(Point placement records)
⁂

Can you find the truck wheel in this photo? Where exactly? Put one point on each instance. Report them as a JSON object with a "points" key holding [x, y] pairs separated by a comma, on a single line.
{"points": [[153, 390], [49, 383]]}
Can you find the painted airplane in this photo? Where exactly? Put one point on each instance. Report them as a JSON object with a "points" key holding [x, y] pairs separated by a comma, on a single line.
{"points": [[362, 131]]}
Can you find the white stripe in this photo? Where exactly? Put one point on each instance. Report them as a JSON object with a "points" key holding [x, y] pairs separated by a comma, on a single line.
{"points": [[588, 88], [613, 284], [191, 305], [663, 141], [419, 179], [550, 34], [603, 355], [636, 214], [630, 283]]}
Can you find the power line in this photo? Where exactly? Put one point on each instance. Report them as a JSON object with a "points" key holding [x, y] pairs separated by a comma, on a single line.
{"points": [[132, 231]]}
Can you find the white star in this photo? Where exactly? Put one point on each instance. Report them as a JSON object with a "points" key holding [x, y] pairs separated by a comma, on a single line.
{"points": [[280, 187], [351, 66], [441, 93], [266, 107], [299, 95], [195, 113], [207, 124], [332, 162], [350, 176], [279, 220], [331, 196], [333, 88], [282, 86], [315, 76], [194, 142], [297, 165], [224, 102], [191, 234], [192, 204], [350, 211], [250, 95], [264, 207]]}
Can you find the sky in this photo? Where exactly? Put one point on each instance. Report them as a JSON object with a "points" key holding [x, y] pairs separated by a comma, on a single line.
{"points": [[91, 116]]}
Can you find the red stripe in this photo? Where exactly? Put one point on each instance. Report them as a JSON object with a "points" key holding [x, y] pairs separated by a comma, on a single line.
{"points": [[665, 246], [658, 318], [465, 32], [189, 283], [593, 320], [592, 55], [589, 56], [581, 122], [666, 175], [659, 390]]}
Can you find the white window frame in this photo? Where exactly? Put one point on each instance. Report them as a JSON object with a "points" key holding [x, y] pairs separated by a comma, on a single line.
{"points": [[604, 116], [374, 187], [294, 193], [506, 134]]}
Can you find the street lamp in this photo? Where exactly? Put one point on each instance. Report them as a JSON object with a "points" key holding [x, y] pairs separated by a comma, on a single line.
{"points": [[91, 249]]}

⁂

Exercise: Repeat only the stretch of lines starting at the one containing "Can you find the white window" and running to the final line of the entries above.

Task result:
Can you find the white window frame in this photo? Where exactly? Put one point on each instance. Report them as a JSON object with a "points" key holding [x, y] pairs separated by a comma, on a single line.
{"points": [[604, 116], [374, 187], [294, 193], [506, 134]]}
Can you find the street lamp in this photo? Where exactly? Put one point on each instance. Report them as a JSON object with a "points" key holding [x, y] pairs separated by a comma, on a single line.
{"points": [[91, 249]]}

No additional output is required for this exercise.